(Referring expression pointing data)

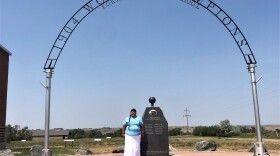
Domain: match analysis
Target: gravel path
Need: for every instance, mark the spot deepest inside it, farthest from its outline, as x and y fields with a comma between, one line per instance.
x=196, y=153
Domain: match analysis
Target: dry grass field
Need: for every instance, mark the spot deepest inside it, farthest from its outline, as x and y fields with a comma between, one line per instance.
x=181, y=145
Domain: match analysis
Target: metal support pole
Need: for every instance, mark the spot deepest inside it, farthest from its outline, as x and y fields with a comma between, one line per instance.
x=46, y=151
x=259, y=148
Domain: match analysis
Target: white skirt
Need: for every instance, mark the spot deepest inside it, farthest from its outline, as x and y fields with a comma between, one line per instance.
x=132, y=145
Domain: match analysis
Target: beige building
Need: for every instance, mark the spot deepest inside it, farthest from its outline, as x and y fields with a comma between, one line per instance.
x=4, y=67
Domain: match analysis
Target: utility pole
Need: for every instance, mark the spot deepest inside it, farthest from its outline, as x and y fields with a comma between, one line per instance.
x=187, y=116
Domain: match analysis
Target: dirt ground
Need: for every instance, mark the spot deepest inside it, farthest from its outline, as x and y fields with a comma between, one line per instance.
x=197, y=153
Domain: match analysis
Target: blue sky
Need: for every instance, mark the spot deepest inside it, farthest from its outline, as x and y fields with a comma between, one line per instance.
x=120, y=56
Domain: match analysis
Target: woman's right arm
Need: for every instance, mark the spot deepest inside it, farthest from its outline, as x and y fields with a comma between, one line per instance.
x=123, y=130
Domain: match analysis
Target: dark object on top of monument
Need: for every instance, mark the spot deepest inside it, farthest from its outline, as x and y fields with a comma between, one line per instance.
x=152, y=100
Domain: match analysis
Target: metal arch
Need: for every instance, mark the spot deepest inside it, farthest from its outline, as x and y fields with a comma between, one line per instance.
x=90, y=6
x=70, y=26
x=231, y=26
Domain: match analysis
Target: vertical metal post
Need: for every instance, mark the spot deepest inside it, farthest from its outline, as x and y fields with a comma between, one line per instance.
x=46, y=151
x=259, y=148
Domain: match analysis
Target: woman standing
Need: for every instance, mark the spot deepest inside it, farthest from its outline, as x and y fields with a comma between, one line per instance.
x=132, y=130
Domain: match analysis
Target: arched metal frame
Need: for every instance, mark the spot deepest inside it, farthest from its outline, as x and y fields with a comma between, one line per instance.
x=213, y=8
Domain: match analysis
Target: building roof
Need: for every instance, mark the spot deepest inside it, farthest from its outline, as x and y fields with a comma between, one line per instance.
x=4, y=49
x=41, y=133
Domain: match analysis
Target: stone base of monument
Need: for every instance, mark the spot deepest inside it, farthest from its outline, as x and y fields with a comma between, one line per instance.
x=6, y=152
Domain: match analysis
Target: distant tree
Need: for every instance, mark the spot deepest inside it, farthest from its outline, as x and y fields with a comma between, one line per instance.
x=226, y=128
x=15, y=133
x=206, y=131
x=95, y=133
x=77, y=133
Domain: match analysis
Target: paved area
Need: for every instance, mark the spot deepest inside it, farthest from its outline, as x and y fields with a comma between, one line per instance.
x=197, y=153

--

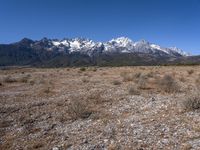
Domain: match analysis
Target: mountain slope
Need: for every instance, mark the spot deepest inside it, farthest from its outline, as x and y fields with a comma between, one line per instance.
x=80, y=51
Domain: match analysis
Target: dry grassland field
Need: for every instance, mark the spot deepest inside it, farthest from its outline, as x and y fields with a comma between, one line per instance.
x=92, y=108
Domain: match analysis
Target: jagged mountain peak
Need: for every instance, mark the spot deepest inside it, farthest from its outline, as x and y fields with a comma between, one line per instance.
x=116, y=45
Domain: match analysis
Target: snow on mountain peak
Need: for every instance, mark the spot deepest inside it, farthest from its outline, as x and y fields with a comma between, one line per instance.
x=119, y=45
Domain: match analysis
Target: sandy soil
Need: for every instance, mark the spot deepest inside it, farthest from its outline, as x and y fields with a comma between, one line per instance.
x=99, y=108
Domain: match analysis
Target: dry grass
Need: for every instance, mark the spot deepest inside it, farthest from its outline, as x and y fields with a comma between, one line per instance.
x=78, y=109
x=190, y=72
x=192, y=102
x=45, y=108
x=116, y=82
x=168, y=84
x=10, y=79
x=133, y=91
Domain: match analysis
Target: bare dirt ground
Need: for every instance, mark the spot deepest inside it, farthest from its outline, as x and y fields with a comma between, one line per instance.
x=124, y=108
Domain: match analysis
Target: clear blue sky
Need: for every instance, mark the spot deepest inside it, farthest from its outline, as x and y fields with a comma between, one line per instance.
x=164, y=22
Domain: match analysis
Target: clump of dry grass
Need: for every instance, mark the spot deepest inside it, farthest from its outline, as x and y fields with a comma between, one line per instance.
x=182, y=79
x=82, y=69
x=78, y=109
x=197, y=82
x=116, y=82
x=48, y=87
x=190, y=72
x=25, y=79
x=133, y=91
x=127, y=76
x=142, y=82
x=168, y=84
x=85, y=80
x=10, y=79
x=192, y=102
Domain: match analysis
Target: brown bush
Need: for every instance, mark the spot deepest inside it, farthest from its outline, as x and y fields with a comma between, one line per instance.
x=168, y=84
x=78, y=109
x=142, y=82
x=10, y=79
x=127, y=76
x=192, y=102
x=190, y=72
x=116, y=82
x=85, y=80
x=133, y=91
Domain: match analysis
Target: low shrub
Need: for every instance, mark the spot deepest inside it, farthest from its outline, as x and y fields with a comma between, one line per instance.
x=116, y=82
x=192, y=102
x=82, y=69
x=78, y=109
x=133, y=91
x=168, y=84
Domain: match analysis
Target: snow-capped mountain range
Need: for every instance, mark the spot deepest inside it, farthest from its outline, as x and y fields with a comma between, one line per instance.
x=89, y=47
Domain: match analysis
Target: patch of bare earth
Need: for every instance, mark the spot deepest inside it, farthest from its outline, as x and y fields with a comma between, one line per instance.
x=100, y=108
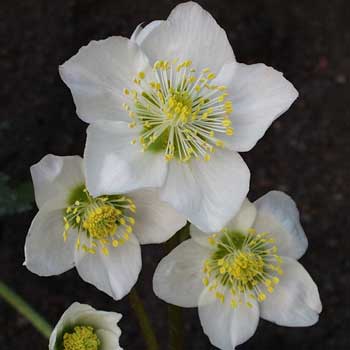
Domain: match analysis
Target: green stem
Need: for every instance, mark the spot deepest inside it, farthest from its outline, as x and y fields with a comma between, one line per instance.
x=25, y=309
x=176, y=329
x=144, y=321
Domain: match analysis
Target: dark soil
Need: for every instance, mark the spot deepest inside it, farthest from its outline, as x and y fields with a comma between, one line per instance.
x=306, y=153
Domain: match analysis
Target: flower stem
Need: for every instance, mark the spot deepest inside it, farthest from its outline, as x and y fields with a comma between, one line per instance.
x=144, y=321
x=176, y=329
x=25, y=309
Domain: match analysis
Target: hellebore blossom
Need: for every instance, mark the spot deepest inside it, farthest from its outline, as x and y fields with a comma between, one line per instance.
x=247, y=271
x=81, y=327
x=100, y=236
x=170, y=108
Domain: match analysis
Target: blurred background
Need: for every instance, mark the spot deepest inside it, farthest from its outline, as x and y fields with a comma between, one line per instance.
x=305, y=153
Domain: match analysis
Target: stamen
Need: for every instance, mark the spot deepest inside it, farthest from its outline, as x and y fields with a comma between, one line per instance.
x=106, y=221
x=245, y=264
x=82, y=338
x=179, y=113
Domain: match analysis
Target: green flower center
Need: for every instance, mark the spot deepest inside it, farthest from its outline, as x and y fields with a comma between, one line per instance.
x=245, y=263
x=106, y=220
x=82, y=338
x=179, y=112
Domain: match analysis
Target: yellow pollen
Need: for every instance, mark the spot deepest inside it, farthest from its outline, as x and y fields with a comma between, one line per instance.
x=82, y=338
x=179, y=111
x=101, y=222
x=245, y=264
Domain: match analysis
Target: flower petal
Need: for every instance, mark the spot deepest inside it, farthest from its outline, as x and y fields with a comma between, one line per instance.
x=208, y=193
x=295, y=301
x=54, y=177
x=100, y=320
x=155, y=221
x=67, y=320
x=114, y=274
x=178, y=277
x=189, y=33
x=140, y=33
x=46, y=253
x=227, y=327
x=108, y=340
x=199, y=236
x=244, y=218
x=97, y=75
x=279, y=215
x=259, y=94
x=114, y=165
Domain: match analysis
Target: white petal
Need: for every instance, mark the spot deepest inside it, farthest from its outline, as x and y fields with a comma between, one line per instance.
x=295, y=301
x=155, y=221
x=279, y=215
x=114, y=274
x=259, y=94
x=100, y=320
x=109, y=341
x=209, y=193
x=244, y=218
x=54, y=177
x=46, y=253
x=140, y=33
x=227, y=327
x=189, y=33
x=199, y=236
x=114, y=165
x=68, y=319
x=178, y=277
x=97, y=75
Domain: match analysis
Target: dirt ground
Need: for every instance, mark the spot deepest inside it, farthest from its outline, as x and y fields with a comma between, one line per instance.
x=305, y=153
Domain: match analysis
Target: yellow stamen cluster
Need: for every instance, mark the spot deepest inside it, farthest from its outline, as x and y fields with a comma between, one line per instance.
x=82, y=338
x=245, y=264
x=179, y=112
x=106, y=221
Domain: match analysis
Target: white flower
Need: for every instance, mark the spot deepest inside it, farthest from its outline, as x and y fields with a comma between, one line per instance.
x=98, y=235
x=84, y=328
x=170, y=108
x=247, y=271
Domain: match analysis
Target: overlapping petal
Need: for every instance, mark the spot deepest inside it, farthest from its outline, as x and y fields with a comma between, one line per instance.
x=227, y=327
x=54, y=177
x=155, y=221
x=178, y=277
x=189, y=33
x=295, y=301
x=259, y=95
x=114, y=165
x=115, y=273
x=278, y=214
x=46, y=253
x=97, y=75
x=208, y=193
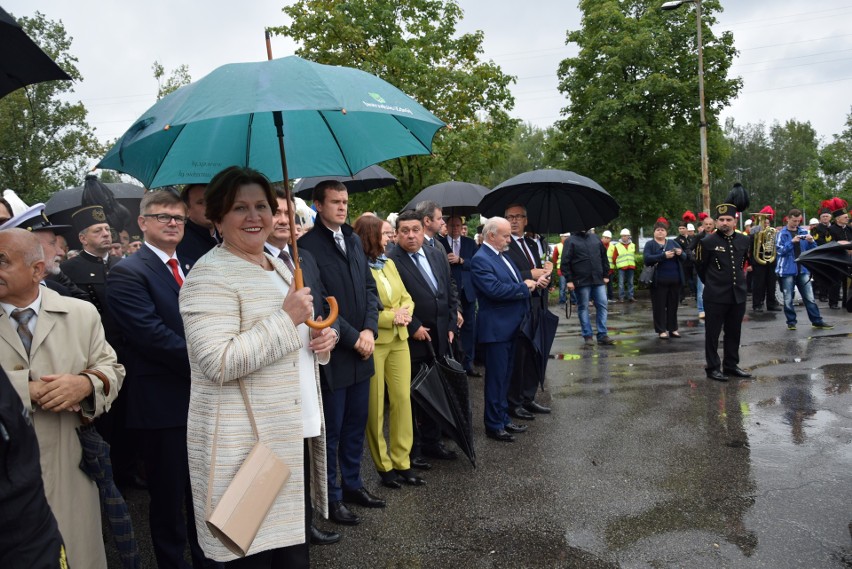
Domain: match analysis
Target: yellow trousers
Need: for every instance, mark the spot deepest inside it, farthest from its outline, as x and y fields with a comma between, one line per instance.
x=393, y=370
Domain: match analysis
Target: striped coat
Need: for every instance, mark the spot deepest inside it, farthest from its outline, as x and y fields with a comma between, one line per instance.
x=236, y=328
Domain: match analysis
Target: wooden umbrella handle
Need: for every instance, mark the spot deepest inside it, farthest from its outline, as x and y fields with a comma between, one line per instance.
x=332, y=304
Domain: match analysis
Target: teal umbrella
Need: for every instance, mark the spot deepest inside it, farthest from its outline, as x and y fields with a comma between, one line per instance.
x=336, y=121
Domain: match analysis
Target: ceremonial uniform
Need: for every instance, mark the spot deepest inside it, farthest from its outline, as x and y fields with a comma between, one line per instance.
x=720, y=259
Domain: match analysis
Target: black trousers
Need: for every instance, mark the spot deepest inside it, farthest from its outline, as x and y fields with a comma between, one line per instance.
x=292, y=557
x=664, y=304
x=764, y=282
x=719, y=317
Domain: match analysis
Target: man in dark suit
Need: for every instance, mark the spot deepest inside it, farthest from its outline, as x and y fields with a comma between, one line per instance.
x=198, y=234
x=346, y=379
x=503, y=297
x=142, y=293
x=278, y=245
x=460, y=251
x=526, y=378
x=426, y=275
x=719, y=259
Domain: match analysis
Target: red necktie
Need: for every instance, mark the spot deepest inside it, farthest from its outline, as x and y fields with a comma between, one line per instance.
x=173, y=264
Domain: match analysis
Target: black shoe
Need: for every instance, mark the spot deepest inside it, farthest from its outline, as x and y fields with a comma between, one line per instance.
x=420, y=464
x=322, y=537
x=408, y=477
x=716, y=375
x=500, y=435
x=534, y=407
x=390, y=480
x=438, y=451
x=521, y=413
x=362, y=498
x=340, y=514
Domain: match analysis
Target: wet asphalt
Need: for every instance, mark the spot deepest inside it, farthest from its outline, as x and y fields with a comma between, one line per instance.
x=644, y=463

▶ **Problem**:
Your answer should be the lines of the records that include the word "white".

▶ **Answer section**:
Target: white skirt
Target: white petal
Target: white flower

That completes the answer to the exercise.